_Extracted text_:
▶
The landscape and predicted roles of structural variants in Fusarium graminearum genomes

Authors: DHAKAL, UPASANA - Kansas State University; Kim, Hye-Seon; TOOMAJIAN, CHRISTOPHER - Kansas State University

Submitted to: Genes, Genomes, and Genomics
Publication Type: Peer Reviewed Journal
Publication Acceptance Date: 2/22/2024
Publication Date: 3/28/2024
Citation: Dhakal, U., Kim, H.-S., Toomajian, C. 2024. The landscape and predicted roles of structural variants in Fusarium graminearum genomes. Genes, Genomes, and Genomics. https://doi.org/10.1093/g3journal/jkae065.
DOI: https://doi.org/10.1093/g3journal/jkae065

Interpretive Summary: The fungus Fusarium graminearum causes head blight disease of wheat and barley and contaminates grain with toxins that pose health hazards to humans and animals. Together, head blight and toxin contamination can cause losses of hundreds of millions of dollars to U.S. agriculture each year. It is not clear how naturally occurring changes to chromosomes of F. graminearum contribute to the ability of the fungus to continue to cause head blight epidemics and toxin contamination with changing agricultural practices and environmental conditions. To address this knowledge gap, scientists at ARS in Peoria, Illinois, and Kansas State University compared high-quality genome sequences from eight strains of F. graminearum that represent a wide range of genetic diversity of the fungus that exists in North America. They discovered marked differences in chromosomes among North American strains of F. graminearum. These differences indicate acquisition, loss, and rearrangements of many genes, including genes that can affect the ability of the fungus to infect and colonize plants and to produce toxins. Knowledge of changes that occur to F. graminearum chromosomes as the fungus adapts to changing conditions will aid efforts to control head blight epidemics and toxin contamination through plant breeding, fungicides and other methods.
◀
(Entries drawn from a collection)
▶
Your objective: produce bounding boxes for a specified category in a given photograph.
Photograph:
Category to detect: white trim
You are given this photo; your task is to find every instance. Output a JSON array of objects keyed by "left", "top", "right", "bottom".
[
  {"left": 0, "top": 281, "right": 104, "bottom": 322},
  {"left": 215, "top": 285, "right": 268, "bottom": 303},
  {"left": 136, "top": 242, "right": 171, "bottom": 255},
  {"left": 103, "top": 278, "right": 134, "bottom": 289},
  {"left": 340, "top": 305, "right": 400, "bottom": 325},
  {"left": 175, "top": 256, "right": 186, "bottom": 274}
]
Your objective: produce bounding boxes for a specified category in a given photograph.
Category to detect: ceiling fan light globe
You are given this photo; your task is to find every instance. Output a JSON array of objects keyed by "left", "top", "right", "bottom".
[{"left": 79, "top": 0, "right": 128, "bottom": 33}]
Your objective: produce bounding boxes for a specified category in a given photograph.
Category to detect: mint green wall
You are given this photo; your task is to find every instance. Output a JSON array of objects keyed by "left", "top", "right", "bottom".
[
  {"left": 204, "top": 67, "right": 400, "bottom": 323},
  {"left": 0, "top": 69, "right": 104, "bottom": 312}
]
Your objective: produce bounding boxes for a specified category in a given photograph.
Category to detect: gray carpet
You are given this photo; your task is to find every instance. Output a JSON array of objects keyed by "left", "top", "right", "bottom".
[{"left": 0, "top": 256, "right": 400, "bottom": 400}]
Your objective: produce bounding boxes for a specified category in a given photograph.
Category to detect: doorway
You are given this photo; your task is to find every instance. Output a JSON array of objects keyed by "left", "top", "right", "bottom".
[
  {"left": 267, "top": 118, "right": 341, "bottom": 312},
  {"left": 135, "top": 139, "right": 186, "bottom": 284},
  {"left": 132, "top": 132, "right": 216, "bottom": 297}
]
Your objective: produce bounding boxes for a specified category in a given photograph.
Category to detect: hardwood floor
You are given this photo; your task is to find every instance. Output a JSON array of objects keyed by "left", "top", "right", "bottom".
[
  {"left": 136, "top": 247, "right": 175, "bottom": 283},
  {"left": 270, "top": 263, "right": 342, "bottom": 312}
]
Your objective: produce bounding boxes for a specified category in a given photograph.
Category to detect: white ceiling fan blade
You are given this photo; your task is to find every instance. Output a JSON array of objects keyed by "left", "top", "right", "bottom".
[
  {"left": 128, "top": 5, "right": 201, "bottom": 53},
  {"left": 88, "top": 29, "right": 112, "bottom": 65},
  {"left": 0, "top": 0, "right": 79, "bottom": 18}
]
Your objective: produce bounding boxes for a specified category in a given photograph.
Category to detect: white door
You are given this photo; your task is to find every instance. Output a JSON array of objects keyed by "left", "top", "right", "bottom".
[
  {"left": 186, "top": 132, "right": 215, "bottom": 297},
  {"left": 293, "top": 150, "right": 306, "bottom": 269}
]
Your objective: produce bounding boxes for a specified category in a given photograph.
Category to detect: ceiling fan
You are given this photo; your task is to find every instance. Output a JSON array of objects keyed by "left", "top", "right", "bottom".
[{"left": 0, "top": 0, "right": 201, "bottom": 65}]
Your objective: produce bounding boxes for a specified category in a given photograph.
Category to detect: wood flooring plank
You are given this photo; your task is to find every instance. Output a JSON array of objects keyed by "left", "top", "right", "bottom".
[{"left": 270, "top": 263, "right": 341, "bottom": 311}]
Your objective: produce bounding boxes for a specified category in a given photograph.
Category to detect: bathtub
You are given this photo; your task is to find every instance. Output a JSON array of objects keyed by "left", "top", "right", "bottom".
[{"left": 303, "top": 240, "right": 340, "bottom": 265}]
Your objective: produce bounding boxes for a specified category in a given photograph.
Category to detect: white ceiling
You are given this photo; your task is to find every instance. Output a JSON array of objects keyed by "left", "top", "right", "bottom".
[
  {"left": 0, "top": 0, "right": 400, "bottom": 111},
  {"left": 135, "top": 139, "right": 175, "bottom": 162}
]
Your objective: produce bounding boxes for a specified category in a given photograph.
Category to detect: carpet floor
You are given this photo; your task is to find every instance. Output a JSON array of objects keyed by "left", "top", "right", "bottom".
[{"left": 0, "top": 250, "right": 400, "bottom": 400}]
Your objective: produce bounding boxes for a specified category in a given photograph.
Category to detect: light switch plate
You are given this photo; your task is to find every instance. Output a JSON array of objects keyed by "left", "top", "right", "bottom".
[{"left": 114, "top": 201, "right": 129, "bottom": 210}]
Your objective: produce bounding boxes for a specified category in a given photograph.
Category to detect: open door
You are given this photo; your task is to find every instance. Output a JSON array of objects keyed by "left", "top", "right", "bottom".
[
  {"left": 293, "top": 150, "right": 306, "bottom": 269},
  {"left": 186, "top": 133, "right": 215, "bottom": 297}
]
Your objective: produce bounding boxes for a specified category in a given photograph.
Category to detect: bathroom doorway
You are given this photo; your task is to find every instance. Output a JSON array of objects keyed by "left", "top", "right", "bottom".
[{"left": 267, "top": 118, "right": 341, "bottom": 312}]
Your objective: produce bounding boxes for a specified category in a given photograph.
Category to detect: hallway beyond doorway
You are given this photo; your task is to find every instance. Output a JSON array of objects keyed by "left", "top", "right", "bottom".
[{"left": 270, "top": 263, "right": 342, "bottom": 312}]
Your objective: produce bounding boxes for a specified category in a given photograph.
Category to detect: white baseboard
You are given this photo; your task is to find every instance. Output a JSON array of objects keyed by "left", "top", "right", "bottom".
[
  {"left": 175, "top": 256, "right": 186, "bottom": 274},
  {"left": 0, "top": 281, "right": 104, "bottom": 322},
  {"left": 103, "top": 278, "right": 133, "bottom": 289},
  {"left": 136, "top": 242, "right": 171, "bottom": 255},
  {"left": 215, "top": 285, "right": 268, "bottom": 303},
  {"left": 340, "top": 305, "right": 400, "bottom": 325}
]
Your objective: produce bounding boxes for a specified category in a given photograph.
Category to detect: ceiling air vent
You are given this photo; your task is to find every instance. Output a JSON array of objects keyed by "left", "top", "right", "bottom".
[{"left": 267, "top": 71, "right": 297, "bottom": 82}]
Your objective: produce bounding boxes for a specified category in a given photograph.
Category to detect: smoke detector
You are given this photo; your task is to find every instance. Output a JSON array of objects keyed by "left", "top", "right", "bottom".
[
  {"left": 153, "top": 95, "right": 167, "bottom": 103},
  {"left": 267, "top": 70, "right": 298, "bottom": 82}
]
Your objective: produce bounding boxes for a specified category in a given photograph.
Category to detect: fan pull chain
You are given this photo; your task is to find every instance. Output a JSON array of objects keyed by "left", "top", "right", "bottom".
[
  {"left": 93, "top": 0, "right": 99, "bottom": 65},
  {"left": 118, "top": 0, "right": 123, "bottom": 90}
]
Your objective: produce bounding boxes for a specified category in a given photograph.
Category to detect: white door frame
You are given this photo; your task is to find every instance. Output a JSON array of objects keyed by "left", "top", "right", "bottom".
◀
Write out the portion of the Fusarium graminearum summary word for word, everything from "Submitted to: Genes, Genomes, and" down to "and Genomics. https://doi.org/10.1093/g3journal/jkae065.".

_Written response_:
Submitted to: Genes, Genomes, and Genomics
Publication Type: Peer Reviewed Journal
Publication Acceptance Date: 2/22/2024
Publication Date: 3/28/2024
Citation: Dhakal, U., Kim, H.-S., Toomajian, C. 2024. The landscape and predicted roles of structural variants in Fusarium graminearum genomes. Genes, Genomes, and Genomics. https://doi.org/10.1093/g3journal/jkae065.